EXERCISE: Beneath this instruction is a block of data; output from it exactly the lines that run from the one containing "Query: stone planter bowl" through the one containing "Target: shadow under planter", inclusive.

##### RECORD EXCERPTS #####

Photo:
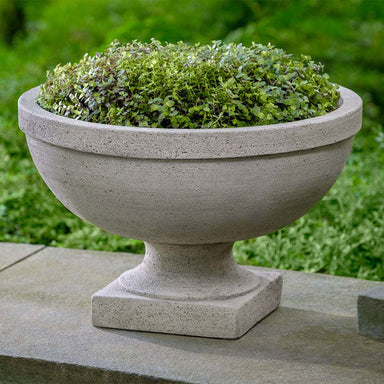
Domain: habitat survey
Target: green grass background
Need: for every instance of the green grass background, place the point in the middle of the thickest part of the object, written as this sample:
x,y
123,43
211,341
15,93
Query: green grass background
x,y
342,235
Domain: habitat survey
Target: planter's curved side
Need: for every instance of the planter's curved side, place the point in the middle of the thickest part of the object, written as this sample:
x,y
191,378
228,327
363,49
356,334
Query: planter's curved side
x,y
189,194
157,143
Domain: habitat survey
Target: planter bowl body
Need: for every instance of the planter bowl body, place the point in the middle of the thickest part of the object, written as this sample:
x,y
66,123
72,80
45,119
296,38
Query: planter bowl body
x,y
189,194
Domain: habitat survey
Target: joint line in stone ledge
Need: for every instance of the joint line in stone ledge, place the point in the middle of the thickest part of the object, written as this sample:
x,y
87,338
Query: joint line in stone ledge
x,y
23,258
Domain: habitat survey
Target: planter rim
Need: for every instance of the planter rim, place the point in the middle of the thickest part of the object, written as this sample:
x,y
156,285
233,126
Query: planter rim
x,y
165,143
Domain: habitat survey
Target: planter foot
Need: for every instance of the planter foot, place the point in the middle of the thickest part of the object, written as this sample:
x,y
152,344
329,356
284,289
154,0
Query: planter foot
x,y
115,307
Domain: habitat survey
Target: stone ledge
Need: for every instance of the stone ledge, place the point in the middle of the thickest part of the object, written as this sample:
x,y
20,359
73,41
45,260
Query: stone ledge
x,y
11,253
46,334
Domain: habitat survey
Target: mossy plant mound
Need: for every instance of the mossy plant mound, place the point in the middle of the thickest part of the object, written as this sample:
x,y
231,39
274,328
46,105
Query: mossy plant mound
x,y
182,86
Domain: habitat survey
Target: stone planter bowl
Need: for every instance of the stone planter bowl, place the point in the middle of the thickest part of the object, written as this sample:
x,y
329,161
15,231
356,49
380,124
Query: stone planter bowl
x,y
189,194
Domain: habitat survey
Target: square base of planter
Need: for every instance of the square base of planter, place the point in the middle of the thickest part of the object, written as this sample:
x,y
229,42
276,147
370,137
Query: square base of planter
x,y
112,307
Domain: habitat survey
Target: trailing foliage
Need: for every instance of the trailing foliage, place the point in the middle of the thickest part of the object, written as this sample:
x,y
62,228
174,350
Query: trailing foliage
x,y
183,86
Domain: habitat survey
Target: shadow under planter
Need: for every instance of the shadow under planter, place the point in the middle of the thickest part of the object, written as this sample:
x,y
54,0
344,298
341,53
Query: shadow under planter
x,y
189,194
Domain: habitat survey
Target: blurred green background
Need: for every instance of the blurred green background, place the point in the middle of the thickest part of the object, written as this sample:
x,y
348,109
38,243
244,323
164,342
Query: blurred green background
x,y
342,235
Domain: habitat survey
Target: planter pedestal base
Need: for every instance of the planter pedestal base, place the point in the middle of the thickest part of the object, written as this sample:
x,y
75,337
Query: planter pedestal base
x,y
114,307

#####
##### RECORD EXCERPTS #####

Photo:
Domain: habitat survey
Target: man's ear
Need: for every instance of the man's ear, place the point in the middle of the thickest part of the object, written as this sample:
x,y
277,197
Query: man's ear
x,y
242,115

#####
##### RECORD EXCERPTS #####

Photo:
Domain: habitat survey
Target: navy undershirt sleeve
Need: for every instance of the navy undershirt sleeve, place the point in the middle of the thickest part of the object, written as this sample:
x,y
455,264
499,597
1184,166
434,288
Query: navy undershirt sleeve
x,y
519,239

#####

RESPONSE BOX:
Query: stone planter bowl
x,y
189,194
Domain: habitat survey
Target: square base of planter
Need: for every instance of the square base of planter, place the point in the middle of the thickest part of the object, written as this sample:
x,y
229,42
276,147
370,137
Query: square base of planter
x,y
112,307
Domain: habitat survey
Target: trailing foliage
Need: for every instance of the trailing foliage, place the point in the middle of the thickest part of the object, written as this sample:
x,y
62,228
174,350
Query: trailing foliage
x,y
183,86
Domain: habitat survey
Target: shadow under planter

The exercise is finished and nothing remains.